### WORK TASK:
In the copy of these records, include no pictures and change nothing else.

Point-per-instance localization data
________________________

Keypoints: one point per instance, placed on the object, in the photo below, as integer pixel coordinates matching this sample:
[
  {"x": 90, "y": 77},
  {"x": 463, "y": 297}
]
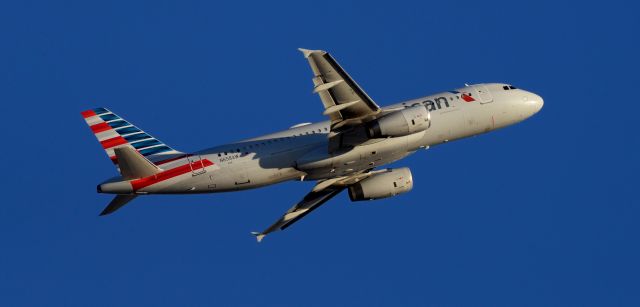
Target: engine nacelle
[
  {"x": 401, "y": 123},
  {"x": 381, "y": 185}
]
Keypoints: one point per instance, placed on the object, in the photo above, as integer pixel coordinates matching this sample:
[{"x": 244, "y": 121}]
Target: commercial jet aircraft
[{"x": 345, "y": 152}]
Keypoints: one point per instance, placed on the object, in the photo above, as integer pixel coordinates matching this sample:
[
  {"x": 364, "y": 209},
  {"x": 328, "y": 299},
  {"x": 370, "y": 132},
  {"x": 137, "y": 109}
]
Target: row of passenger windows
[{"x": 237, "y": 150}]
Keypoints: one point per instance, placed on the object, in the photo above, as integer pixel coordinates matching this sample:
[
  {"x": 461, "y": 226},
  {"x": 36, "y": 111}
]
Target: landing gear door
[
  {"x": 484, "y": 96},
  {"x": 197, "y": 166}
]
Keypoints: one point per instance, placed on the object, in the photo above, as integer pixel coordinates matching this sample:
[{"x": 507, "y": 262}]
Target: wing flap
[
  {"x": 336, "y": 87},
  {"x": 310, "y": 202}
]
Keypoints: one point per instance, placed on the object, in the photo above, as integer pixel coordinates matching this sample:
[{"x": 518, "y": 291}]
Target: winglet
[
  {"x": 307, "y": 52},
  {"x": 259, "y": 235}
]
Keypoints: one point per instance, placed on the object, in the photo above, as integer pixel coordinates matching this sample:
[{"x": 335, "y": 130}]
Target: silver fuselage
[{"x": 301, "y": 152}]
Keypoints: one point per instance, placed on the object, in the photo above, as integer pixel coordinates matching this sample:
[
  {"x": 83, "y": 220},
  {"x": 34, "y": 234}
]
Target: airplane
[{"x": 345, "y": 152}]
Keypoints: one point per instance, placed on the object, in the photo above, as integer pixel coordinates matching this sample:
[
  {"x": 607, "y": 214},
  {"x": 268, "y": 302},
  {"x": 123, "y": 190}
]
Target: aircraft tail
[{"x": 113, "y": 132}]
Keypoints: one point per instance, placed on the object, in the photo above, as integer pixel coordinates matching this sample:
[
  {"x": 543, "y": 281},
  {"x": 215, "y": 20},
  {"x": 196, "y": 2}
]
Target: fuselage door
[
  {"x": 197, "y": 166},
  {"x": 484, "y": 96}
]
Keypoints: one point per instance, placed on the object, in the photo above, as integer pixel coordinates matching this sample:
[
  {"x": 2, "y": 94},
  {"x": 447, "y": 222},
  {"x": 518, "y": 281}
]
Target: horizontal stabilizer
[
  {"x": 259, "y": 236},
  {"x": 117, "y": 203},
  {"x": 134, "y": 165}
]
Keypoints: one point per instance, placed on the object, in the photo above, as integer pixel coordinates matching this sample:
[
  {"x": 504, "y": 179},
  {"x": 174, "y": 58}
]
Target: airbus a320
[{"x": 345, "y": 152}]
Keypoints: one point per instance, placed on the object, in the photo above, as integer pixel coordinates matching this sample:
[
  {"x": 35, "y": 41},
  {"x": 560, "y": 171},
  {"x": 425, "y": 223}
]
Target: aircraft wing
[
  {"x": 310, "y": 202},
  {"x": 344, "y": 101}
]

________________________

### FINAL ANSWER:
Keypoints: one point per instance, placed on the object, in the photo below, as integer pixel coordinates matching this sample:
[
  {"x": 90, "y": 77},
  {"x": 463, "y": 297}
]
Target: engine nacelle
[
  {"x": 401, "y": 123},
  {"x": 381, "y": 185}
]
Keypoints: one point per instance, placed on the object, in the photo above, as integer pixel coordinates matching this sample:
[{"x": 244, "y": 121}]
Target: commercial jet aircraft
[{"x": 345, "y": 152}]
Keypoints: one point per instance, placed on the object, in the photo above, as integer pixel coordinates matching this sample:
[
  {"x": 364, "y": 209},
  {"x": 328, "y": 299},
  {"x": 370, "y": 132},
  {"x": 137, "y": 109}
]
Target: row of passenger windows
[{"x": 237, "y": 150}]
Keypoints: one point per instance, placed on the object, in the photo above, as integer pixel coordinates matching this sample:
[
  {"x": 461, "y": 226},
  {"x": 36, "y": 111}
]
Target: landing gear door
[
  {"x": 484, "y": 96},
  {"x": 197, "y": 166}
]
Keypoints: one point per instance, placed on the object, in the photo above, as integer pixel coordinates matching this sample:
[{"x": 507, "y": 262}]
Target: wing flap
[
  {"x": 336, "y": 87},
  {"x": 310, "y": 202}
]
Keypoints: one point per instance, placed on the object, in the photo above, as integer pixel coordinates matching this sample:
[{"x": 518, "y": 291}]
Target: winglet
[
  {"x": 307, "y": 52},
  {"x": 259, "y": 235}
]
Keypoints: one point per instance, placed on the object, in the photo above, as integer pixel coordinates matching this sample:
[{"x": 335, "y": 130}]
Target: silver fuselage
[{"x": 301, "y": 152}]
Keypoints: one point per instance, placed on the object, in the photo above, as integer pixel coordinates matching this sample:
[
  {"x": 83, "y": 220},
  {"x": 34, "y": 234}
]
Target: airplane
[{"x": 345, "y": 152}]
Keypoints: one point per instance, placed on the object, in the photo above, as integer pixel coordinates matching this sample:
[
  {"x": 607, "y": 214},
  {"x": 268, "y": 302},
  {"x": 123, "y": 190}
]
Target: aircraft tail
[{"x": 113, "y": 132}]
Keypoints: one point per instance, placed on the object, in the photo above, as integer pixel coordinates matching this sample:
[
  {"x": 543, "y": 281},
  {"x": 215, "y": 20},
  {"x": 196, "y": 2}
]
Target: fuselage door
[
  {"x": 197, "y": 166},
  {"x": 484, "y": 96}
]
Keypoints: one point per instance, placed on the object, in the photo above, as integer pixel coordinates matching this sample:
[
  {"x": 2, "y": 94},
  {"x": 447, "y": 222},
  {"x": 518, "y": 281}
]
Target: horizontal stabilizer
[
  {"x": 259, "y": 236},
  {"x": 117, "y": 203},
  {"x": 134, "y": 165}
]
Keypoints: one point per instance, placed on the object, in the photo above, as integer pixel coordinates matching this sample:
[
  {"x": 504, "y": 179},
  {"x": 174, "y": 58}
]
Target: airbus a320
[{"x": 345, "y": 152}]
Keypoints: one point per instance, placed on the object, in the photo above, as integer pixel coordinates matching this sample:
[
  {"x": 35, "y": 41},
  {"x": 560, "y": 171},
  {"x": 425, "y": 223}
]
Target: aircraft wing
[
  {"x": 310, "y": 202},
  {"x": 344, "y": 101}
]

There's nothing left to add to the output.